▸ WORK ITEM
Looking at the listing below, retype exactly the lines starting at the one containing "Query: car wheel" and ending at the one containing "as in [730,530].", both included, and nothing else.

▸ DATA PROVIDED
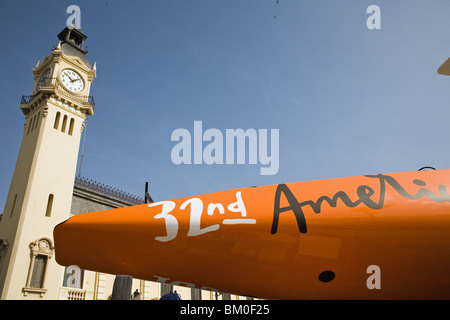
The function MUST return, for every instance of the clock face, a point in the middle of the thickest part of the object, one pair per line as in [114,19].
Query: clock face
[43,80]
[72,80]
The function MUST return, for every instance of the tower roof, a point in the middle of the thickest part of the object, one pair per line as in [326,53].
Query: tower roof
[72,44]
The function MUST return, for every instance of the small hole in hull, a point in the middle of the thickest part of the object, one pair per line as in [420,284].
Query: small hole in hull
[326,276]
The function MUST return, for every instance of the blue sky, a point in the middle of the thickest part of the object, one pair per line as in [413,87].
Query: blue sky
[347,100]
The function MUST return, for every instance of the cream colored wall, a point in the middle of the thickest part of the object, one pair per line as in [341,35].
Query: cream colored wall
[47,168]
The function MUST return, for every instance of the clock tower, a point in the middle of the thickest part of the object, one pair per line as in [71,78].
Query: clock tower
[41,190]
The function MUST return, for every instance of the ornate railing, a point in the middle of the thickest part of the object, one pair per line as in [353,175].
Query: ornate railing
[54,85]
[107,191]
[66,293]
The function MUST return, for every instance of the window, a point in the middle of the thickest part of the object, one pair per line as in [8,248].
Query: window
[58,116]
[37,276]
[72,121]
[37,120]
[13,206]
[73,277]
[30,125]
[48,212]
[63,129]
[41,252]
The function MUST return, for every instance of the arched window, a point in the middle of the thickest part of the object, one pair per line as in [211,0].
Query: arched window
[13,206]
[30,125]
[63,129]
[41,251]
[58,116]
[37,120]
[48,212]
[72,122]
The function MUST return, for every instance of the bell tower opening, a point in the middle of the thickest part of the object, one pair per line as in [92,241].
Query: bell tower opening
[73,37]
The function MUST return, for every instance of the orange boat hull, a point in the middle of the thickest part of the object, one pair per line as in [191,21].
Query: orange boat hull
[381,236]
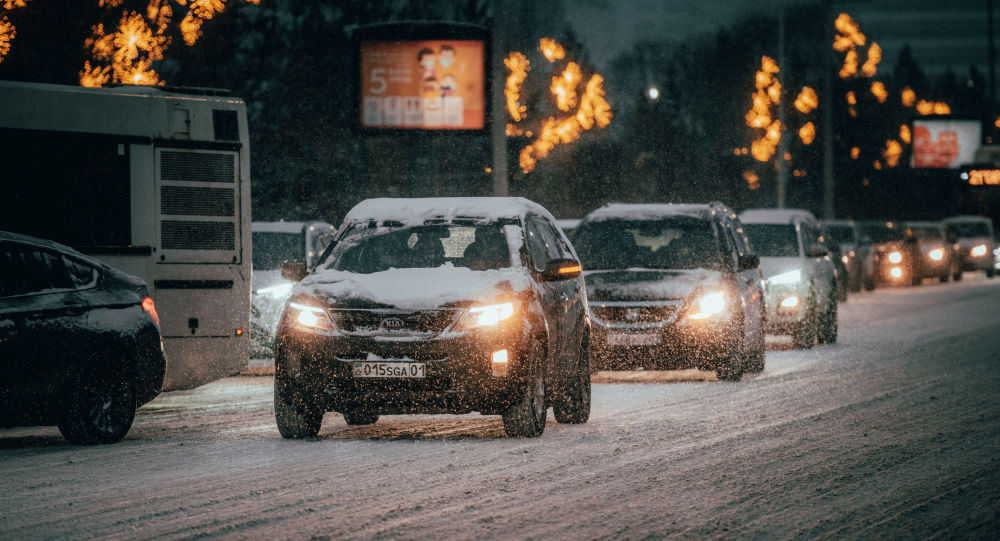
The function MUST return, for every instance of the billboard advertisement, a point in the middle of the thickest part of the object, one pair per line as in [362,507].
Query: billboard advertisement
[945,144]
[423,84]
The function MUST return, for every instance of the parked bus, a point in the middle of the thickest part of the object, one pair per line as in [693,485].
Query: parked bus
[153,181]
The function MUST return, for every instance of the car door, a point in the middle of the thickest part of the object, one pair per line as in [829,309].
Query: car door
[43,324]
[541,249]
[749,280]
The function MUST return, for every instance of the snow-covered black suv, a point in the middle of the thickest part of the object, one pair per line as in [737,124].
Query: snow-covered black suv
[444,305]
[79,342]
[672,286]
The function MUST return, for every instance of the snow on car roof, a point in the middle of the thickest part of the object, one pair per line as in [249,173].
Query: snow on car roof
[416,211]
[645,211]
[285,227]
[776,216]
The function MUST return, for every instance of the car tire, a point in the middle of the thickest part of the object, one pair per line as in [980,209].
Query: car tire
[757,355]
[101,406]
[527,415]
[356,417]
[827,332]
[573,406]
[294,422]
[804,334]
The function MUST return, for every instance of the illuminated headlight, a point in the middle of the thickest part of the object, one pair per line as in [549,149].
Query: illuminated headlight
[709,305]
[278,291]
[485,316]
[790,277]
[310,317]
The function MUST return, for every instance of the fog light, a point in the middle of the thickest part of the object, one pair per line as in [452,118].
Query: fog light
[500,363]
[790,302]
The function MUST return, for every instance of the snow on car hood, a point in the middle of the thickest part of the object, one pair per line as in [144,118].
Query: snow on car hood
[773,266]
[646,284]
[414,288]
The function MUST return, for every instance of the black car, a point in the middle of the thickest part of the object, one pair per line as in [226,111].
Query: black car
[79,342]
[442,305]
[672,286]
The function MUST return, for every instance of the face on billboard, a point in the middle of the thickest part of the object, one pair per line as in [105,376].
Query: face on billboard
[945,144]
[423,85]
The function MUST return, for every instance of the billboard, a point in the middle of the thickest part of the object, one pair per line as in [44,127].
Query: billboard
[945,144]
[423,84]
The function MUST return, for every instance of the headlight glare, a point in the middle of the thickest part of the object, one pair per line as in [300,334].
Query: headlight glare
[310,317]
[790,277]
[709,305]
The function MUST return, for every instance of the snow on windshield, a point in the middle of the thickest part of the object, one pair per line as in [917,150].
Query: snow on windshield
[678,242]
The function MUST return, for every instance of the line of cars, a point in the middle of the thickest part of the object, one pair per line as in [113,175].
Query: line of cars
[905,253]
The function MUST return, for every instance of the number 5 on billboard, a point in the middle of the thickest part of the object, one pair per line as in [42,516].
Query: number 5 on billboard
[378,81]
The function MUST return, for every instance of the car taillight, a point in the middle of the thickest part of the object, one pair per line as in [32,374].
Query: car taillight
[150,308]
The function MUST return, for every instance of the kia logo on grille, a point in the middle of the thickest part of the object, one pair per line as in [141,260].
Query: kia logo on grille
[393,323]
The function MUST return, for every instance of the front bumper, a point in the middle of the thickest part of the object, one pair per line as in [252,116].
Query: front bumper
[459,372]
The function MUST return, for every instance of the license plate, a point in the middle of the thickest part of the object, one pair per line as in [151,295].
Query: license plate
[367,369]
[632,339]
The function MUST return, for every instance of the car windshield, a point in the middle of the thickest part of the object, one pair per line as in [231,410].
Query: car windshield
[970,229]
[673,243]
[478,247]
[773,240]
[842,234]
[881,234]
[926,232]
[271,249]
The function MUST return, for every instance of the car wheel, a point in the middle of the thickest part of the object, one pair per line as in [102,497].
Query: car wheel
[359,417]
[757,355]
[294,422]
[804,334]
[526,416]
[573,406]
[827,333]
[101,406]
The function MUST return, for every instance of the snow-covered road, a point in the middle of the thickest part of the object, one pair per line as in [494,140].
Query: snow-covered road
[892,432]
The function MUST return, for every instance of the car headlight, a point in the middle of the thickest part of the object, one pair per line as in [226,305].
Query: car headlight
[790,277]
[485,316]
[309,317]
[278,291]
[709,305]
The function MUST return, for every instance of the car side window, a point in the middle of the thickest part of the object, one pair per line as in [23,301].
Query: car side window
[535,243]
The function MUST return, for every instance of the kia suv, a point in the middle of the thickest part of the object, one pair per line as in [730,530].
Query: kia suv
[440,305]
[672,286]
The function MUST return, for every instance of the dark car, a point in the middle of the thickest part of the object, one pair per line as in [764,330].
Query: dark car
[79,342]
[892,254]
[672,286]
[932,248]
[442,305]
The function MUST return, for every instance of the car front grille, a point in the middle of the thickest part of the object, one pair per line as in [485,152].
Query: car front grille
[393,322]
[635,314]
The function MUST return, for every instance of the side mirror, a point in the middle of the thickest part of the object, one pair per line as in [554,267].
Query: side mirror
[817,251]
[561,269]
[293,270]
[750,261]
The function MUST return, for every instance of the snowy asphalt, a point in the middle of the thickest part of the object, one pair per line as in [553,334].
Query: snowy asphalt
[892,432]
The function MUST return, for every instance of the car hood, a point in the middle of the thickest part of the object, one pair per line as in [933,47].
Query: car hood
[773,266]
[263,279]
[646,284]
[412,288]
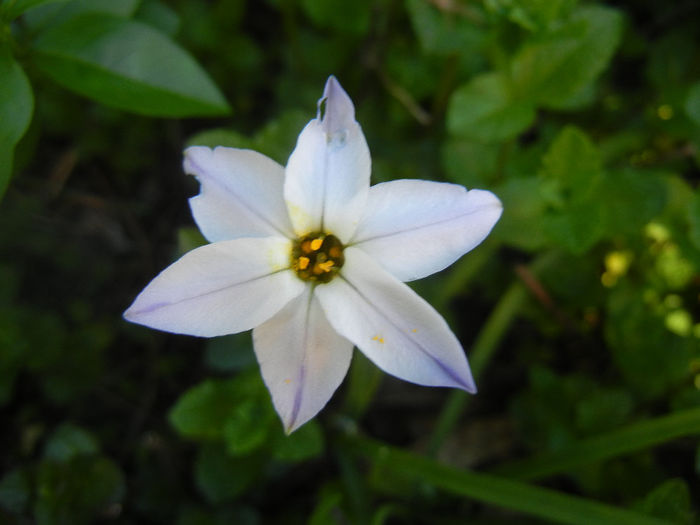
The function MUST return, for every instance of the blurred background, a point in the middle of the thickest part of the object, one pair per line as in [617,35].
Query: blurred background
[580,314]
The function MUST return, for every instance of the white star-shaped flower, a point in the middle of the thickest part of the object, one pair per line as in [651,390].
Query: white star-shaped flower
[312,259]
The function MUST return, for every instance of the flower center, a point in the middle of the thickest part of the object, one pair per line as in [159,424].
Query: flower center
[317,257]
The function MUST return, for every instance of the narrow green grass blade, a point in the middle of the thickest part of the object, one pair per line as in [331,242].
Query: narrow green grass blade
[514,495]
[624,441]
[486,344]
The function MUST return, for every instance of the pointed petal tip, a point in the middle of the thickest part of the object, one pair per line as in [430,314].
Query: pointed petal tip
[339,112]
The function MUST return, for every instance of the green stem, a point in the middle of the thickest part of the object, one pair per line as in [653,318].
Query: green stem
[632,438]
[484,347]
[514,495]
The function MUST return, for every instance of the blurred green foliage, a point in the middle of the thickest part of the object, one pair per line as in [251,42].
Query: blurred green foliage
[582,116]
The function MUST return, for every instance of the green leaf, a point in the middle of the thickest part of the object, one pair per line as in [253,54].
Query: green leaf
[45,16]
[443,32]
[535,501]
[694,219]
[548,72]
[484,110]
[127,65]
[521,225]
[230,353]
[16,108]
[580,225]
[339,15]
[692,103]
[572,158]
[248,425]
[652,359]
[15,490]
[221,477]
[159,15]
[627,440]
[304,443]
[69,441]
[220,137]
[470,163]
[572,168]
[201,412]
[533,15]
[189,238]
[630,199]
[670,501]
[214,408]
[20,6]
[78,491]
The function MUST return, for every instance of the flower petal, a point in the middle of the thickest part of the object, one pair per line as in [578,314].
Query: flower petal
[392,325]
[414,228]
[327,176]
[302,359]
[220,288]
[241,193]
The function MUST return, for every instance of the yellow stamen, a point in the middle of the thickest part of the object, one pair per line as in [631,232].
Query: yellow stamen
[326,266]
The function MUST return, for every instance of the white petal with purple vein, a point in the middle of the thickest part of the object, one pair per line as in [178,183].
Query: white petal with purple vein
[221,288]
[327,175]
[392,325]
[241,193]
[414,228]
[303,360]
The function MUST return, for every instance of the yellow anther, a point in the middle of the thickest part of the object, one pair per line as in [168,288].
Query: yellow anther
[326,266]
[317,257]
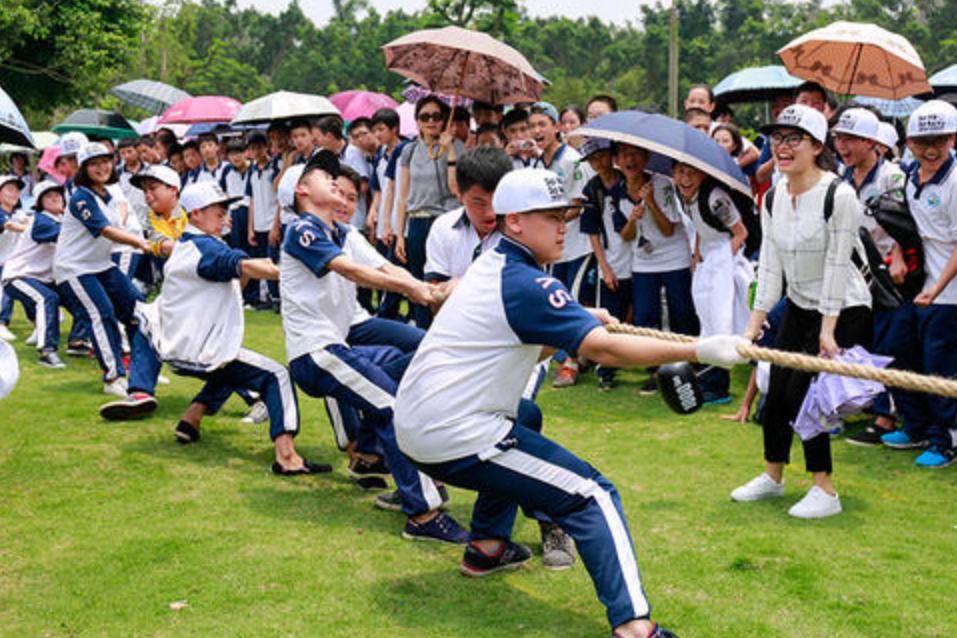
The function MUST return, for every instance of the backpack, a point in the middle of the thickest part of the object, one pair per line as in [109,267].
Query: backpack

▸ COMPLETED TASK
Query: car wheel
[359,417]
[757,355]
[294,422]
[804,334]
[526,416]
[573,406]
[827,333]
[101,406]
The function MUST return, for every instance of the snow-covered road, a point in the middle of the thickest part of the object, one pair per line as in [494,140].
Query: snow-covered road
[892,432]
The function MUST return, for every instance of the car headlight, a point in the middle of the thickest part of the object, one pair per line as in [226,305].
Query: car headlight
[790,277]
[485,316]
[309,317]
[278,291]
[709,305]
The function MUST return, for every instance of the car side window, a point in the middle of the thickest part of the object, one pair per line as in [23,301].
Query: car side window
[535,243]
The function MUST return, for every instance of the kia suv, a point in the middle of the thickest part of the object, one pair per line as in [730,530].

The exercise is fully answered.